• [Work to be completed]:
Extend the text about baby boomers rethinking retirement, starting right after its last sentence.

Pat Poole felt a mix of relief and uncertainty once he decided to retire from his sales management job at Halliburton at the end of March. An Oklahoma Sooners football fan and an avid golfer, Poole looked forward to more leisure time after leaving the Houston-based global oil service company. But he also had questions. One morning, he put down the TV remote and asked his wife with complete sincerity, “What am I going to do?”
The world is undergoing a massive demographic shift. More than 70 million baby boomers will retire in the next 20 years in the United States alone. By 2035, Americans of retirement age will exceed the number of people under age 18 for the first time in US history. Globally, the number of people age 60 and over is projected to double to more than 2 billion by 2050.
But as retirement looms for baby boomers, a growing number of them—both Christians and their neighbors—are discontented with current cultural assumptions about it. They’re asking new questions about money, work, time, family, leisure, and a life of purpose.
As Americans live longer, “we do not know what we will be doing with all that time,” Joseph Coughlin, director of the Massachusetts Institute of Technology’s AgeLab, told the National Journal. Lynda Gratton and Andrew Scott, authors of 100-Year Life: Living and Working in an Age of Longevity, point out that people are living longer than ever before, and the average retiree can expect to live another 20–30 years.
What retirees consistently say they want to do with their time in retirement is spend it with family. But what happens when the realities of caring for needy adult children, looking after aging parents, and spending newfound hours every day with a spouse conflict with desires for rest and leisure? And how much leisure is too much? One study found that inactivity in retirement can increase chances of clinical depression by 40 percent.
Anne Bell, a recently retired researcher at the University of Northern Colorado, spent a year early in her retirement volunteering with the 5280 Fellowship, a leadership development program in Denver. Bright and soft spoken, Bell was speaking one day to a group of early-career professionals when she found herself wiping away a tear. “I’m really searching for what I’m called to,” she confessed. “I just want to know what’s next.”
Bell is one of millions of baby boomers, the majority of whom are Christians, who are asking new questions about a new society. Yet considering retirement is one of the most widespread experiences of an aging world, the church has been almost silent on the topic.
The idea of retirement as a never-ending vacation was popularized beginning in the 1950s by developers and the financial services industry. Indeed, the financial services industry—with an estimated total value of $27 trillion—is deeply dependent on the idea. A Google search for the word retirement returns a host of retirement calculators and articles on 401(k)s and IRAs—and images of gray-haired couples blissfully holding hands, walking white-sanded beaches. The message: Save enough and you too can have paradise.
It’s an ironic picture, given that at its founding in 1958 even AARP—the world’s largest nonprofit devoted to advocating for seniors—was encouraging retirees “to serve, not to be served.”

• [Given entries]:
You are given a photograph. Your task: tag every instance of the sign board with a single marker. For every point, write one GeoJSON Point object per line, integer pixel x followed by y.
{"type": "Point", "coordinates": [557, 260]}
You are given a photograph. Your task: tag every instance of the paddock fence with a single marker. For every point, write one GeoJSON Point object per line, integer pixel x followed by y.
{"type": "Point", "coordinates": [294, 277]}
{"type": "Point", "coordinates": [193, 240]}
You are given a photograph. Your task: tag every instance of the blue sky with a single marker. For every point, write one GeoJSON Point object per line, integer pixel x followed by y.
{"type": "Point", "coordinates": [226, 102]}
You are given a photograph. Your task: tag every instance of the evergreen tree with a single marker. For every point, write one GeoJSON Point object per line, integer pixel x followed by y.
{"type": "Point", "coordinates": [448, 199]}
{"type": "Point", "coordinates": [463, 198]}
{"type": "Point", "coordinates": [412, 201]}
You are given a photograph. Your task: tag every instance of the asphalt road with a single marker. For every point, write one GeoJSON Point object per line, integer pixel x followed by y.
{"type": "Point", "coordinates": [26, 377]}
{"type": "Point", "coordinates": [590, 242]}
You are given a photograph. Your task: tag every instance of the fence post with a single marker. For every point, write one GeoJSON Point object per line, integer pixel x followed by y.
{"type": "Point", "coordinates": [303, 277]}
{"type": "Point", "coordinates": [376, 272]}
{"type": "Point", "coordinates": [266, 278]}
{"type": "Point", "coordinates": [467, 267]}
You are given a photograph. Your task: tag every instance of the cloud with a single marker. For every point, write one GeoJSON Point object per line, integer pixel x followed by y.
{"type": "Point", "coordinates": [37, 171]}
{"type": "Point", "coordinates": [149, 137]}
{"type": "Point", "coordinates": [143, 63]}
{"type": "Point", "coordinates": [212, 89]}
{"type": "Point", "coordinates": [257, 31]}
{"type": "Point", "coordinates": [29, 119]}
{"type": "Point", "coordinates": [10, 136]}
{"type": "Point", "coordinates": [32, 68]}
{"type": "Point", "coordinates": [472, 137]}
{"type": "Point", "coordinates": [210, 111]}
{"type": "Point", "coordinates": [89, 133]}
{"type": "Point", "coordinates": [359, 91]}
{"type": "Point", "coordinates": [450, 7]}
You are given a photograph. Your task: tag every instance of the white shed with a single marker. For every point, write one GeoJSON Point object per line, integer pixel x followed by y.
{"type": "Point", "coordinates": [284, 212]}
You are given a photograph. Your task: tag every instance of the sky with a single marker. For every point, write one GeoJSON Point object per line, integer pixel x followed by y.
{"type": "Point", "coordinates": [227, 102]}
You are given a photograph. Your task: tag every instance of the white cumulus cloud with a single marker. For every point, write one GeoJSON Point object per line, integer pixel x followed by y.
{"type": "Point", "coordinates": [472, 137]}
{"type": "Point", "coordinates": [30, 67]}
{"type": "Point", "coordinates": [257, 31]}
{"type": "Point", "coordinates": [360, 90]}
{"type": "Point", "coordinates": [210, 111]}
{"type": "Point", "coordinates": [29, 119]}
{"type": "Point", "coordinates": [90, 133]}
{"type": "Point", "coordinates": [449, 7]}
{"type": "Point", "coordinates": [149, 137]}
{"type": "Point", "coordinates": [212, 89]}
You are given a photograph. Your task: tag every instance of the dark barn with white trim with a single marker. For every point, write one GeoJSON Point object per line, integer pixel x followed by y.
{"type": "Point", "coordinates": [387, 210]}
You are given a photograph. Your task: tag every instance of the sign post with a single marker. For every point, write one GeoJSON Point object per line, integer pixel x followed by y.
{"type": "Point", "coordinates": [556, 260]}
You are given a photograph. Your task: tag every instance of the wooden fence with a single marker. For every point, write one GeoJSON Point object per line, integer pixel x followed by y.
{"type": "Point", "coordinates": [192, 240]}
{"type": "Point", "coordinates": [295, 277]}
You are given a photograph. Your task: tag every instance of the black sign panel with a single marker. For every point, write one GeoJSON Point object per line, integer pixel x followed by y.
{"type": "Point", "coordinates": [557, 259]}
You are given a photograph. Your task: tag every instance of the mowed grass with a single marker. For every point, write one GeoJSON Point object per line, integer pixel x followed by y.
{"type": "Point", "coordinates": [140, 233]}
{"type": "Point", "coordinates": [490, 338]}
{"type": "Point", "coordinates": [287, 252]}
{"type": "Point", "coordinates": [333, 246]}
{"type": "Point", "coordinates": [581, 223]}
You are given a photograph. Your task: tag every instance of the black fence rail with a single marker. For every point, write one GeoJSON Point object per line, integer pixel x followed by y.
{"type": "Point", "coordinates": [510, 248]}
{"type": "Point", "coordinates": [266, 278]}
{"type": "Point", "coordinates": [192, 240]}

• [Response box]:
But the vacation ideal of retirement has led to a number of unsatisfying options for older Christians across the developed world. First, the dream itself is showing cracks in the hull. “At first, I kind of enjoyed the novelty of it. I felt like I was playing hooky,” says Ben Whittaker, the 70-year-old widower in the 2015 film The Intern, written by fellow boomer Nancy Meyers. “I used all the miles I’d saved and traveled the globe. The problem was, no matter where I went, the ‘nowhere-to-be’ thing hit me like a ton of bricks.... I know there’s a hole in my life, and I need to fill it. Soon.”
Margaret Mark, former head of research at the advertising agency Young & Rubicam, interviewed retired Americans (ages 55–70) across socioeconomic spectra. They reported a love for their newfound freedom and lauded the glories of no longer having a commute. Yet when asked about their overall happiness in retirement, doubts crept in. They reported a powerful sense of loneliness. Even though they had more time for family and friends, they missed the bonds they experienced at work, or “relationships with a purpose.”
In short, retirement as a never-ending vacation is, for many, much more appealing before they actually try it.
Millions more Americans are realizing they could not afford that vacation even if they wanted it and are instead worried they may not be able to afford basic necessities. The Economist reported in 2015 the average retirement assets of those aged 50–59 in 2013 were just $110,000, yet they would need $250,000 just to sustain $10,000 a year in retirement income. According to The Wall Street Journal, more than 40 percent of households headed by people ages 55–70 (about 15 million people) lack the resources to maintain their standard of living in retirement. And just as traditional pensions are disappearing for younger workers, one-third of American adults have no retirement savings at all, according to Money.com.
Mitch Anthony, author of The New Retirementality, put it this way: “Retirement is an illusion because those who can afford the illusion are disillusioned by it, and those who cannot afford the illusion are haunted by it.”
Quickly establishing itself as an alternative to the “let’s vacation” paradigm is a widespread movement toward “encore careers.” Promoted by leaders like Marc Freedman, president and CEO of Encore.org, the story is that retirement isn’t about leisure as much as social entrepreneurship and civic engagement. “Our enormous and rapidly growing older population—commonly portrayed as a burden to the nation and a drain on future generations—is a vast, untapped social resource,” writes Freedman in his book Prime Time. “If we can engage these individuals in ways that fill urgent gaps in our society, the result would be a windfall for American civic life in the twenty-first century.”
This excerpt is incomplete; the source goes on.